*Brontekst:*
★ ★ ★ ★
Het dient gezegd: de verandering doet haar goed. Was 'Sugaring Seasons' een plaat die haar talent als classic folksongwriter in het verlengde van pakweg Joni Mitchell bevestigde, dan doet 'Kidsticks' niet enkel de oren spitsen, maar vooral de wenkbrauwen fronsen.

Tien songs schreef ze samen met Hung, doorgaans in de tuin van bassist Kaveh Rastegar (o.a. Kneebody en dus nu ook Kneedalus, John Legend,..). Het illustreert dat de songs de tijd kregen om langzaam te rijpen. Zoals steeds verzamelde ze een erg uiteenlopende collectie muzikanten rond zich. Deze keer zijn dat onder meer gitarist Chris Taylor, bassist Shahzad Ismaely en pianist Dustin O' Halloran. De opnames werden gemixt door David Wrench (Caribou, Hot Chip).
★ ★ ★ ★
*Doel van opdracht:*
In wiens tuin werden de songs volgens de brontekst doorgaans geschreven?

*Aangeleverde gegevens:*
★ ★ ★ ★
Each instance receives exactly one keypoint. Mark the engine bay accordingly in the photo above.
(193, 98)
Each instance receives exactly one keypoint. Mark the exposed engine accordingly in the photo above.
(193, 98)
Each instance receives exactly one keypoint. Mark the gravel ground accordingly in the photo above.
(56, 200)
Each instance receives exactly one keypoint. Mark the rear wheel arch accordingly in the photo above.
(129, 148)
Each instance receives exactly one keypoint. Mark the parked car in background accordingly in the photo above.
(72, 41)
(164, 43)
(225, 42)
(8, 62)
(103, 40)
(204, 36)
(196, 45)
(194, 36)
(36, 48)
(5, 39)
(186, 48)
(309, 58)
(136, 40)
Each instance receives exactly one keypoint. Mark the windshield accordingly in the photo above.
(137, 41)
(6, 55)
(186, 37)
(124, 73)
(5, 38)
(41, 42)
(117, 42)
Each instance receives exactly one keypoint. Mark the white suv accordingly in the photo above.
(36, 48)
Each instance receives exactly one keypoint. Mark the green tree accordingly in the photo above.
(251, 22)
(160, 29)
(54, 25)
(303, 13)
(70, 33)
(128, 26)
★ ★ ★ ★
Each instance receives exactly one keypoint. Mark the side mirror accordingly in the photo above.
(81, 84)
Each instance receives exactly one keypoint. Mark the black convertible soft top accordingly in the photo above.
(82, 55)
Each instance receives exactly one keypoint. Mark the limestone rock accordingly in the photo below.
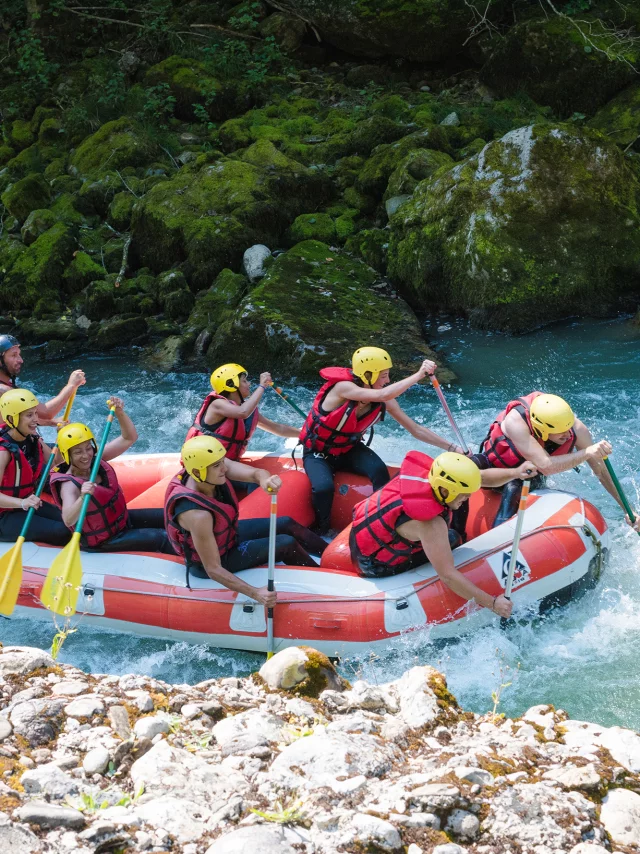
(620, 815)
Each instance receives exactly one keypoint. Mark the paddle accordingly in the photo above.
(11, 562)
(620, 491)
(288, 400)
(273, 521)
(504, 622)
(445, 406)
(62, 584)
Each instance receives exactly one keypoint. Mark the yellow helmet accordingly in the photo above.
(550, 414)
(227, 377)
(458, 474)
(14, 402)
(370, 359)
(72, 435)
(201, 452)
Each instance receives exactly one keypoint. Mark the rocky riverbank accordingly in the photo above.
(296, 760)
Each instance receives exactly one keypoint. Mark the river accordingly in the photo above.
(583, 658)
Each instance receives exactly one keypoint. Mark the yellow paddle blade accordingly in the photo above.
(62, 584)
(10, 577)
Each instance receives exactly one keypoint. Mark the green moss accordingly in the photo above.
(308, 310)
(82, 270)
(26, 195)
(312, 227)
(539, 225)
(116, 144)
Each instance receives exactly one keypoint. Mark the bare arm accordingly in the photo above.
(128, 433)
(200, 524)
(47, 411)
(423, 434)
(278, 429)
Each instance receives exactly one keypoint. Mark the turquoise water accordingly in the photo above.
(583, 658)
★ ★ ★ ★
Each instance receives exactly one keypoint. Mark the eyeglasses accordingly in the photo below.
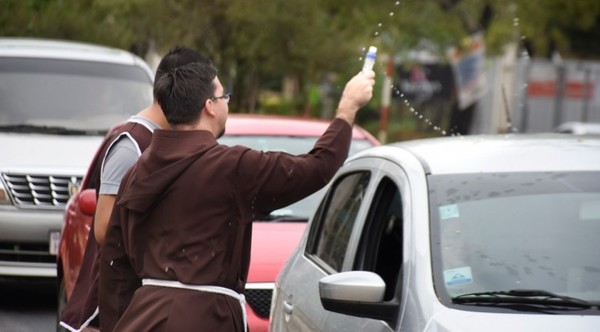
★ ★ ★ ★
*Uitwerking:*
In de tuin van bassist Kaveh Rastegar.